++++ INFORMATION PROVIDED ++++
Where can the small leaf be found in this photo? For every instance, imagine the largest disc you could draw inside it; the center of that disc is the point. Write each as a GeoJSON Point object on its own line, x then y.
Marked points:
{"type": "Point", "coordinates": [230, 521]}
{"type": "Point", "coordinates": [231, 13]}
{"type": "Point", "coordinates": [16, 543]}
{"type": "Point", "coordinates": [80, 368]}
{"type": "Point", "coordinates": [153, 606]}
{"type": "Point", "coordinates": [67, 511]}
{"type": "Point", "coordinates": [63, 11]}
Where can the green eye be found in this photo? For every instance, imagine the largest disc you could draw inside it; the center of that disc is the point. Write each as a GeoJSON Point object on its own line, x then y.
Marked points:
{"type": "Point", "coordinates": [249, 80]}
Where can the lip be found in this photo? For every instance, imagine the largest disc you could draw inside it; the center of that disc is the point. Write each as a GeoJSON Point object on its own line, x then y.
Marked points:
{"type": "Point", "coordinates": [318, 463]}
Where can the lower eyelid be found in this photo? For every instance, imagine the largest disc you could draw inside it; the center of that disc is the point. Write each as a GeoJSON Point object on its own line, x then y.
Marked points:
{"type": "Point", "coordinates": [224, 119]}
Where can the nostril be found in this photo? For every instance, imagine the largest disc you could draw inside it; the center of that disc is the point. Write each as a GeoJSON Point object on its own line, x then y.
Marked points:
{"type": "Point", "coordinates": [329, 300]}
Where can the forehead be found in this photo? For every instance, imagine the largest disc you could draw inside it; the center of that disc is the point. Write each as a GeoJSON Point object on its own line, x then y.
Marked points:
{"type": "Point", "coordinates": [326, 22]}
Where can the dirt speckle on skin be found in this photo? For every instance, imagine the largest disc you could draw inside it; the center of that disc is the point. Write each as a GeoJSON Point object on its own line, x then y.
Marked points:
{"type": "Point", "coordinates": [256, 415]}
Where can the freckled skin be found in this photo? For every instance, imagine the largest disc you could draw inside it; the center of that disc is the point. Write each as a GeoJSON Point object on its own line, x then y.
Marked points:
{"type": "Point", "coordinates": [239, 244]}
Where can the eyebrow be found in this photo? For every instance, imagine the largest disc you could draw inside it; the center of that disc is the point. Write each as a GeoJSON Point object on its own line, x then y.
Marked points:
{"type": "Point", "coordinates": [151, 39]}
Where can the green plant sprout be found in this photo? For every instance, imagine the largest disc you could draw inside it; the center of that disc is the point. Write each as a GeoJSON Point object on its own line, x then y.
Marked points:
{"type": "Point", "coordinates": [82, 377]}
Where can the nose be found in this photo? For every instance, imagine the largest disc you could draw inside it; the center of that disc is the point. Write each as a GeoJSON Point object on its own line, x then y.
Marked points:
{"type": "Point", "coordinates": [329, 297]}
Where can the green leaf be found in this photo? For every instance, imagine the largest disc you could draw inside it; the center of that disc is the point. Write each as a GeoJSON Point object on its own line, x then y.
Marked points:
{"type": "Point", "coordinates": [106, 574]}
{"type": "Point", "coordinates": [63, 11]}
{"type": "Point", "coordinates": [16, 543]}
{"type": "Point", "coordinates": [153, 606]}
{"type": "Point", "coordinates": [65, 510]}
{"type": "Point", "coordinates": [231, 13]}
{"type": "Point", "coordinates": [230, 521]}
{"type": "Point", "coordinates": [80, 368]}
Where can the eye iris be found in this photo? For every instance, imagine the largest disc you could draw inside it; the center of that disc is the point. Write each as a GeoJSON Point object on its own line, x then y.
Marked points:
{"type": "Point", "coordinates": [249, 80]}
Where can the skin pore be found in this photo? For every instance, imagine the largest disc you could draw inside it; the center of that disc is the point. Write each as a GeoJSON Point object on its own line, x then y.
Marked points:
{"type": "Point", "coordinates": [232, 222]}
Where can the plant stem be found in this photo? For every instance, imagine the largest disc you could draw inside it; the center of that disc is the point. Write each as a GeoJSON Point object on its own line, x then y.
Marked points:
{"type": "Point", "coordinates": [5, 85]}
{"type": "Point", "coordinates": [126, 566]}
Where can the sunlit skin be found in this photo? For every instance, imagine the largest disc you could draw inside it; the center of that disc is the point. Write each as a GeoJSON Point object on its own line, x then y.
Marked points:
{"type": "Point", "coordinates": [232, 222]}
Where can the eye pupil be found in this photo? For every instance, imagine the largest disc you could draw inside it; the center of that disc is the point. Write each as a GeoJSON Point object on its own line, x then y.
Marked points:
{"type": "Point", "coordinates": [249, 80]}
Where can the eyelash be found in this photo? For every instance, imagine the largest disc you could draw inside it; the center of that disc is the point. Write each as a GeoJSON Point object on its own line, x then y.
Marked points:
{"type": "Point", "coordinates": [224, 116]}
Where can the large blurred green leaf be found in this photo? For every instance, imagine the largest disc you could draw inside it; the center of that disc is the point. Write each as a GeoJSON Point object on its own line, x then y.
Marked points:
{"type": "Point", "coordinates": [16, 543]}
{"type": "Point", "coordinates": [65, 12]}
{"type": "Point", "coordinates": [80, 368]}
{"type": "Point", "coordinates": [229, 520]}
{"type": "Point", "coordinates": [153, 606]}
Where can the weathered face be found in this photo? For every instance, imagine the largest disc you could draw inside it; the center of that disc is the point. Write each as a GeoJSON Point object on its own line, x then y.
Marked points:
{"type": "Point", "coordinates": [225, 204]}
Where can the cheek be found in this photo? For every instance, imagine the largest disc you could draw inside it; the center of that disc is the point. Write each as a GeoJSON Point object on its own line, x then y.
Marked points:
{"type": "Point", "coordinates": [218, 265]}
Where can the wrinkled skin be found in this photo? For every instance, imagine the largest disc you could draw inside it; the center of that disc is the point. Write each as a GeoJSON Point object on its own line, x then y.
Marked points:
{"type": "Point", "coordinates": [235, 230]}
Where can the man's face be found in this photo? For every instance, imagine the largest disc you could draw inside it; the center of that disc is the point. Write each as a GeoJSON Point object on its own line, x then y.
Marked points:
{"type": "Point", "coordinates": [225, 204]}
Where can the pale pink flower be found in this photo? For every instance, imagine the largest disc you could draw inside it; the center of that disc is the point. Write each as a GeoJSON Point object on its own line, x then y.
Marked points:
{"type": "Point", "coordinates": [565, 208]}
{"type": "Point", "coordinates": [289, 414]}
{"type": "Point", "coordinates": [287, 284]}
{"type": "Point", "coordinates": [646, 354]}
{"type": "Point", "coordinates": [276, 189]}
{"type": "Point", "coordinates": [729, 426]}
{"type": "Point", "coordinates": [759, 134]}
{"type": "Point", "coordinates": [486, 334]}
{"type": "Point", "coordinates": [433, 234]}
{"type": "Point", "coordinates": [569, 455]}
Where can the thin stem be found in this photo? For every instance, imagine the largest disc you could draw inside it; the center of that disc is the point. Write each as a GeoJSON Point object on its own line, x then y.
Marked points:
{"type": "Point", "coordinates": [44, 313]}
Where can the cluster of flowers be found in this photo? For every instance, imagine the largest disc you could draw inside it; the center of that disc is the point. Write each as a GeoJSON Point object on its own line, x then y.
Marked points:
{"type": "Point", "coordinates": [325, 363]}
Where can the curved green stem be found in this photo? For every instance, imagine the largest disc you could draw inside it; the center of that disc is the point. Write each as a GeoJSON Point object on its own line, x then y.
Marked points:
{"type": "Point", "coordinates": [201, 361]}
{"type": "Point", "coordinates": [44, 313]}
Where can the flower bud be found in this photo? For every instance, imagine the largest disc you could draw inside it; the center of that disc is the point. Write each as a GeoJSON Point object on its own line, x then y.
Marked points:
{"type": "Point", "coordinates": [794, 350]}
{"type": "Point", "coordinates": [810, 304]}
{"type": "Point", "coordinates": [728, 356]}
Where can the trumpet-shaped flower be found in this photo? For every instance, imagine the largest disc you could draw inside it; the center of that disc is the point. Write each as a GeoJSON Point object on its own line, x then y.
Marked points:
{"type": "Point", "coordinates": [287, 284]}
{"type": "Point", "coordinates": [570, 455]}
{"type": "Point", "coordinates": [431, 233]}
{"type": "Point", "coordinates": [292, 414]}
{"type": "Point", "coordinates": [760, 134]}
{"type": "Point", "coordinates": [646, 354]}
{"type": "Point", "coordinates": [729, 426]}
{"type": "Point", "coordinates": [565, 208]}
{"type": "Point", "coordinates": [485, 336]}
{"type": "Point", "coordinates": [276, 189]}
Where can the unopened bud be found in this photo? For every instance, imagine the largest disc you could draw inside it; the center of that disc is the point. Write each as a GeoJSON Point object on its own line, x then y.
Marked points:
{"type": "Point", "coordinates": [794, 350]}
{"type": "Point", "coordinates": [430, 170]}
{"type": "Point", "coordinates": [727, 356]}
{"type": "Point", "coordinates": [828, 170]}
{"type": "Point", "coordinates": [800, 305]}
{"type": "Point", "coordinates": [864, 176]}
++++
### DESCRIPTION OF THE TASK
Repeat exactly, and only, the lines of the records above, starting with the line that contains "Where can the unopened" and ending with the final line, both included.

### THE ANSWER
Where can the unopened bud be found in this photo? For every instance, imagine the largest disc you could draw inside it; the center of that disc is the point. Write each as a GeoJSON Point object on its own line, x then y.
Marked points:
{"type": "Point", "coordinates": [794, 350]}
{"type": "Point", "coordinates": [430, 170]}
{"type": "Point", "coordinates": [727, 356]}
{"type": "Point", "coordinates": [828, 170]}
{"type": "Point", "coordinates": [800, 305]}
{"type": "Point", "coordinates": [864, 176]}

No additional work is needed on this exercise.